Document section:
There are three stages of infection with Chagas disease; each stage has different symptoms. Some persons may be infected and never develop symptoms.
Acute symptoms only occur in about 1% of cases. Most people infected do not seek medical attention. The most recognized symptom of acute Chagas infection is the Romaña’s sign, or swelling of the eye on one side of the face, usually at the bite wound or where feces were rubbed into the eye. Other symptoms are usually not specific for Chagas infection. These symptoms may include fatigue, fever, enlarged liver or spleen, and swollen lymph glands. Sometimes, a rash, loss of appetite, diarrhea, and vomiting occur. In infants and in very young children with acute Chagas disease, swelling of the brain can develop in acute Chagas disease, and this can cause death. In general, symptoms last for 4-8 weeks and then they go away, even without treatment.
Eight to 10 weeks after infection, the indeterminate stage begins. During this stage, people do not have symptoms.

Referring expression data
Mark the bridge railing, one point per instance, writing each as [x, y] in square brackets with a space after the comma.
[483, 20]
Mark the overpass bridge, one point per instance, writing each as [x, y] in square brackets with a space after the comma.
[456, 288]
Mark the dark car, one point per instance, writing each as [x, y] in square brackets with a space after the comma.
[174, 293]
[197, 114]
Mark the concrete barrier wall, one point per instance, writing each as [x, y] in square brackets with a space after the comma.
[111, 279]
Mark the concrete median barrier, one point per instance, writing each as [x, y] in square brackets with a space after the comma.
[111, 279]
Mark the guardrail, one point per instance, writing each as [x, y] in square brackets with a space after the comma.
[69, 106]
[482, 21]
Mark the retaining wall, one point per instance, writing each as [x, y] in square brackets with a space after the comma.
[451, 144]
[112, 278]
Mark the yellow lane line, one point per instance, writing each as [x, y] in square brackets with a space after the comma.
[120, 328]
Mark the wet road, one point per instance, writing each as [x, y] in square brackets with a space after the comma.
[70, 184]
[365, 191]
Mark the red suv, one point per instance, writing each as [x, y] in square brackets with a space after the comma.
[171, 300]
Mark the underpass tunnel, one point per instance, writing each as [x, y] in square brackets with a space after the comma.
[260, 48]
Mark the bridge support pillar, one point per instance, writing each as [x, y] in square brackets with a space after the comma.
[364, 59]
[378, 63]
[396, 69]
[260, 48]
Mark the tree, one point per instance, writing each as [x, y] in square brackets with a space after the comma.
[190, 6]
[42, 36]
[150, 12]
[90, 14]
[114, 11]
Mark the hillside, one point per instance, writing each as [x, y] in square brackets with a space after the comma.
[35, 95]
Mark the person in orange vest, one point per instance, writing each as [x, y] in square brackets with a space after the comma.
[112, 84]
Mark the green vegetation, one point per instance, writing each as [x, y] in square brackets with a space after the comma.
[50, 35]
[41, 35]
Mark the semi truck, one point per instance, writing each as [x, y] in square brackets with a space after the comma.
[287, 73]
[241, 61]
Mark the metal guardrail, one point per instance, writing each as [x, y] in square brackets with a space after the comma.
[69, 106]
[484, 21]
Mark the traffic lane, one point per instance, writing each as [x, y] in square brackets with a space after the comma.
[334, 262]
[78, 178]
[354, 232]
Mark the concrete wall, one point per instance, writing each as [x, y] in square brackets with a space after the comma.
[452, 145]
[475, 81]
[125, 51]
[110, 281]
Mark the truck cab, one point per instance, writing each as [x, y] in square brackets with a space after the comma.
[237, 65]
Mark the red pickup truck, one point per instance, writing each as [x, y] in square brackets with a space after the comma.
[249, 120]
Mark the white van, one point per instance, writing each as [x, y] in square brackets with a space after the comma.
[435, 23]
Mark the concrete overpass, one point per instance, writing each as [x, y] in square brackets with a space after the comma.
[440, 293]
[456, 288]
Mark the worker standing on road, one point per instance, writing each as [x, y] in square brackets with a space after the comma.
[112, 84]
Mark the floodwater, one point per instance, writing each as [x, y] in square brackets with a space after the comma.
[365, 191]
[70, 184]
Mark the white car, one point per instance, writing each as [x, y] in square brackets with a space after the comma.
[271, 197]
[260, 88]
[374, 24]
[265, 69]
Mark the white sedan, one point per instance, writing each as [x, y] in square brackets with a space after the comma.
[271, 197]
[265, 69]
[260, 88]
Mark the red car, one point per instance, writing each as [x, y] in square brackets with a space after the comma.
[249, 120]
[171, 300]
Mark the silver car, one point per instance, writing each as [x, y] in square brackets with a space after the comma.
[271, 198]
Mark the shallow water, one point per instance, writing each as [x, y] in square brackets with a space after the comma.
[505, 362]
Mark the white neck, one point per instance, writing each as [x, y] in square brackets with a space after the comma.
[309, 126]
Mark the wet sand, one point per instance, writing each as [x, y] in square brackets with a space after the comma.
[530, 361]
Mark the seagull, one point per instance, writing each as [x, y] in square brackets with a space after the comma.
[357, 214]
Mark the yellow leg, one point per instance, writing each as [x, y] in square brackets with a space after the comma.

Work required:
Answer these questions using the passage on Chagas disease.
(a) How many stages of infection does Chagas disease have?
(b) In about what percentage of cases do acute symptoms occur?
(c) How many weeks after infection does the indeterminate stage begin?

Reply:
(a) Three.
(b) About 1%.
(c) Eight to 10 weeks.